── Given records ──
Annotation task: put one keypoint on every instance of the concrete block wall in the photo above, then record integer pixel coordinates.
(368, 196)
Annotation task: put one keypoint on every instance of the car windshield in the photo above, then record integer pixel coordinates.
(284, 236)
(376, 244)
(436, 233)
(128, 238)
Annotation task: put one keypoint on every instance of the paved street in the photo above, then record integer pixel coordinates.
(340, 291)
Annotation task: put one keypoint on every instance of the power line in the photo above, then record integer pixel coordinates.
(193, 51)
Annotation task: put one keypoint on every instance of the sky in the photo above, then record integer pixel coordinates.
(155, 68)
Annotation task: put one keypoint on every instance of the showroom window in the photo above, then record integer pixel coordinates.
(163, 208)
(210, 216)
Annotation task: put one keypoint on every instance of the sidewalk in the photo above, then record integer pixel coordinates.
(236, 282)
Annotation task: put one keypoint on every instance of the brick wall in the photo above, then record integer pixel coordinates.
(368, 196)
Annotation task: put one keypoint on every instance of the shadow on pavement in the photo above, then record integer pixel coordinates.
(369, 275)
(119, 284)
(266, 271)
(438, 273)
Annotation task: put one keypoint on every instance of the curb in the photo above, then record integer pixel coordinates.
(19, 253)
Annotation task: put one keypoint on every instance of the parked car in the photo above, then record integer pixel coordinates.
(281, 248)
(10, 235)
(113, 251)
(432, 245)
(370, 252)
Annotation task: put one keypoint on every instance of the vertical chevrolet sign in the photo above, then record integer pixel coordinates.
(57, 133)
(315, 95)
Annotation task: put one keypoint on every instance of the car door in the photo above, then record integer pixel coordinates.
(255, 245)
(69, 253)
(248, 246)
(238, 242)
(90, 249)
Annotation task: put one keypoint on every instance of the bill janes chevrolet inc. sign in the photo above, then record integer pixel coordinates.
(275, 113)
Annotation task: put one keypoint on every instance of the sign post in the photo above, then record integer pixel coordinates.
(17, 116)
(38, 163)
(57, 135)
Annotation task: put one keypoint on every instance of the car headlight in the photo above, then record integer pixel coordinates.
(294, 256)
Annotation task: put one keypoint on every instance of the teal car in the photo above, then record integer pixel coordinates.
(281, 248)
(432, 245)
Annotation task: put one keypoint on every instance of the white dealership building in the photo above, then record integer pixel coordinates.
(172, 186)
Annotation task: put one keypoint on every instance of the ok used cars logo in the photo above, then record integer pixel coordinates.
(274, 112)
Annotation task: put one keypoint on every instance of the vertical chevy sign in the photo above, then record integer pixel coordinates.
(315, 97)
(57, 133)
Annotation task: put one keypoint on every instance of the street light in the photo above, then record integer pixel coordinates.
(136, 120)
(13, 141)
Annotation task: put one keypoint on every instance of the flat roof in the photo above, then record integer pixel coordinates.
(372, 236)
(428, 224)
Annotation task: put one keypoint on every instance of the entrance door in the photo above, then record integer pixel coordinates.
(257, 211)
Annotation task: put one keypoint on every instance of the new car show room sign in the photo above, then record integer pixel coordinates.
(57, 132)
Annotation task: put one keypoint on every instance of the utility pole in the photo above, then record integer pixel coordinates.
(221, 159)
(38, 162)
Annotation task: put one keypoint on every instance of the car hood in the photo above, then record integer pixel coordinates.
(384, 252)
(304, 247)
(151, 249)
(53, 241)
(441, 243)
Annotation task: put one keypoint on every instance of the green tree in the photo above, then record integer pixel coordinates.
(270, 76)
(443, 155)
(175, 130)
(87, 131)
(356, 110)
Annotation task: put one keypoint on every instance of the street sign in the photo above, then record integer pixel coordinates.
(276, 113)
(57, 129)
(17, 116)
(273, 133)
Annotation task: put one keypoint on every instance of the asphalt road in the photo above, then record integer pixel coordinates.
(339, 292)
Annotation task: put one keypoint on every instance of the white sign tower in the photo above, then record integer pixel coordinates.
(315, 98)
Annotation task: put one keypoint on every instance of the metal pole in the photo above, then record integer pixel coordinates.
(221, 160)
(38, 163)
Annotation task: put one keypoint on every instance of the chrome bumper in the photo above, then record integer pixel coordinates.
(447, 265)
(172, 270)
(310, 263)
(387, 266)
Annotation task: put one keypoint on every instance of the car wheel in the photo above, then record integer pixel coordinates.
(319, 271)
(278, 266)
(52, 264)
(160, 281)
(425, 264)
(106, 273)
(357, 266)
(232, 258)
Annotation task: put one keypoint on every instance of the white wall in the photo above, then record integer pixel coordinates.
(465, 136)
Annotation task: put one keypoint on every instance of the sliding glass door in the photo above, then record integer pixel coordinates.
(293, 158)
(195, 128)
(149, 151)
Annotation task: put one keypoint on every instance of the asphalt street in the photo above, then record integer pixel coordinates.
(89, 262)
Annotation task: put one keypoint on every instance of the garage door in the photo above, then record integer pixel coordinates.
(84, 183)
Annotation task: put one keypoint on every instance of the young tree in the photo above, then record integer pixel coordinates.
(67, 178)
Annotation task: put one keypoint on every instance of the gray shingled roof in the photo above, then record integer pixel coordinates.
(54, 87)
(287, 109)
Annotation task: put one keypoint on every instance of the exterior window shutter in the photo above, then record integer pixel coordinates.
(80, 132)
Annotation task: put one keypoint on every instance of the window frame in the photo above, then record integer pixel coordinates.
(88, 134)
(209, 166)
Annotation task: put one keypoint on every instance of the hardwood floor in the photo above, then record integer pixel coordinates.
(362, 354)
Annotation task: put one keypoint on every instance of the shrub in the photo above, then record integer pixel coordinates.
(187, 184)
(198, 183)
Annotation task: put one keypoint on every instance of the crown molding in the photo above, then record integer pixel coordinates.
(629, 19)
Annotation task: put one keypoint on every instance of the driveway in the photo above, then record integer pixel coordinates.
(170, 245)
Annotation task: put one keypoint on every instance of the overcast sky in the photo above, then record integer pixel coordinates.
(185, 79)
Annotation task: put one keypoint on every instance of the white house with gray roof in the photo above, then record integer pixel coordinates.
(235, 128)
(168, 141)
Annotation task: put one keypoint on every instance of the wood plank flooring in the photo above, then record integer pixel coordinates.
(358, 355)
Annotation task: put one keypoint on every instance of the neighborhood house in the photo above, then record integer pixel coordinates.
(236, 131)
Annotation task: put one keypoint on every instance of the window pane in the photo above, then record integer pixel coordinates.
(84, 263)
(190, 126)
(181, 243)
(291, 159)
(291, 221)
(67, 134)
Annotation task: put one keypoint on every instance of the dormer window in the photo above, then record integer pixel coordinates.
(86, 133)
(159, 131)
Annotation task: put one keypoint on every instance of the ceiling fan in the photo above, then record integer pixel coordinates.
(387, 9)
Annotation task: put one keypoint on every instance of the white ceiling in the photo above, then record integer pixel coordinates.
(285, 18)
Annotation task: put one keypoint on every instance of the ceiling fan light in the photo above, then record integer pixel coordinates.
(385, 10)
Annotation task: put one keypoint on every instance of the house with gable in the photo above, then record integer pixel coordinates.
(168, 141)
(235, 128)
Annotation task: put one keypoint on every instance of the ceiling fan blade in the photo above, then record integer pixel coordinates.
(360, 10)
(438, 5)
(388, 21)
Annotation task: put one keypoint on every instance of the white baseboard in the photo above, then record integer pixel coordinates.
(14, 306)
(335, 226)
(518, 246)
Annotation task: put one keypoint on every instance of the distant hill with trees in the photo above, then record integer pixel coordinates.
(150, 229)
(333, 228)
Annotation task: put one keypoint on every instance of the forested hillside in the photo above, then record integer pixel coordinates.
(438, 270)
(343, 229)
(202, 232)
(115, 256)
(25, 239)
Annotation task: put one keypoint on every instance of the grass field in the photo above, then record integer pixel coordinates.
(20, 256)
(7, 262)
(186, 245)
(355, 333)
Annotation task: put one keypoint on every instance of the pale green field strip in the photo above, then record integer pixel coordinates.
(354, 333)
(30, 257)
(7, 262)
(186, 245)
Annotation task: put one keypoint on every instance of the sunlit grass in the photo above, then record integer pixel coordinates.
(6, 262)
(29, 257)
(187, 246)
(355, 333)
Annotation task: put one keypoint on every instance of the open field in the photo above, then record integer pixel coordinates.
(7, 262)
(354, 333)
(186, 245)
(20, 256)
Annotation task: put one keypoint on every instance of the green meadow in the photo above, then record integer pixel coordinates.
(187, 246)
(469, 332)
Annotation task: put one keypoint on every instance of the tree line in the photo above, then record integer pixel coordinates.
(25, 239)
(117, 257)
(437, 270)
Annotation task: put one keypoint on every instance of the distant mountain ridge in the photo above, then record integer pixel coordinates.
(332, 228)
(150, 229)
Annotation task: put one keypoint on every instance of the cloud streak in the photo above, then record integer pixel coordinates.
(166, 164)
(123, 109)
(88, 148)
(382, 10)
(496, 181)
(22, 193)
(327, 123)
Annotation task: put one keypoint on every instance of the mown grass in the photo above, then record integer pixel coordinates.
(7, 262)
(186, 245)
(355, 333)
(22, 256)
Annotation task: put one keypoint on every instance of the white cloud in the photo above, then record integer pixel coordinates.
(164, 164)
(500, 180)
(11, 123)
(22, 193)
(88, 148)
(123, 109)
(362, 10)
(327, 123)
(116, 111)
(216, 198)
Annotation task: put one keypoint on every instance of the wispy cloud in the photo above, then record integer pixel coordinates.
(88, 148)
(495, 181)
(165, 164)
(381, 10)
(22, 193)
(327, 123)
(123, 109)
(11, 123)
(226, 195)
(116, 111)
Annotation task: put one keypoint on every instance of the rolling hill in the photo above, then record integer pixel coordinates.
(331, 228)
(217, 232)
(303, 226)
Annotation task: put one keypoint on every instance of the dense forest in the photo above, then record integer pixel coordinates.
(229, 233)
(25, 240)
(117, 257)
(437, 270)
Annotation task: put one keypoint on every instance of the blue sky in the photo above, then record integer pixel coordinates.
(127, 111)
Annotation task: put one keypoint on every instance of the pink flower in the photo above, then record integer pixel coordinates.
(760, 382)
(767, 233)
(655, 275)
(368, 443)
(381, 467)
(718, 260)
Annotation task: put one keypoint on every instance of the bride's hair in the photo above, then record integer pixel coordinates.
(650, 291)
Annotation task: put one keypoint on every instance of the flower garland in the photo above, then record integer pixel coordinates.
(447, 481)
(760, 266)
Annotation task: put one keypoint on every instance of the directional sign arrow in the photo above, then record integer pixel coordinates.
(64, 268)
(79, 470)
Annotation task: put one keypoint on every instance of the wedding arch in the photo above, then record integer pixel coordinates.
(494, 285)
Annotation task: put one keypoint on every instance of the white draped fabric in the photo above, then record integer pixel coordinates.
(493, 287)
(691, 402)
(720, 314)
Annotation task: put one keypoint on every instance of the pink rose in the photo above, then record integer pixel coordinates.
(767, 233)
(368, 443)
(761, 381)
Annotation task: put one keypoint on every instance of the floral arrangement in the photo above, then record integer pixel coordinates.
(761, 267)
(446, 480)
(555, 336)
───
The task:
Recast the lines as a Markdown table with the columns Row and Line, one numbered row per line, starting with the line that contains "the white draped" and going on through the end of the records; omit any blank lines.

Task answer:
| Row | Line |
|---|---|
| 1 | Annotation task: put one keypoint on every instance of the white draped fabric in the photo above, then record integer pixel coordinates. |
| 2 | (493, 287) |
| 3 | (691, 402) |
| 4 | (720, 314) |
| 5 | Annotation task: put one keypoint on every instance of the pink rose in the photo above, then record integer pixel coordinates. |
| 6 | (767, 233) |
| 7 | (368, 443) |
| 8 | (761, 381) |
| 9 | Annotation task: put one keypoint on every instance of the floral arrangement in the photo above, then record integer pixel coordinates. |
| 10 | (761, 267) |
| 11 | (446, 480) |
| 12 | (555, 336) |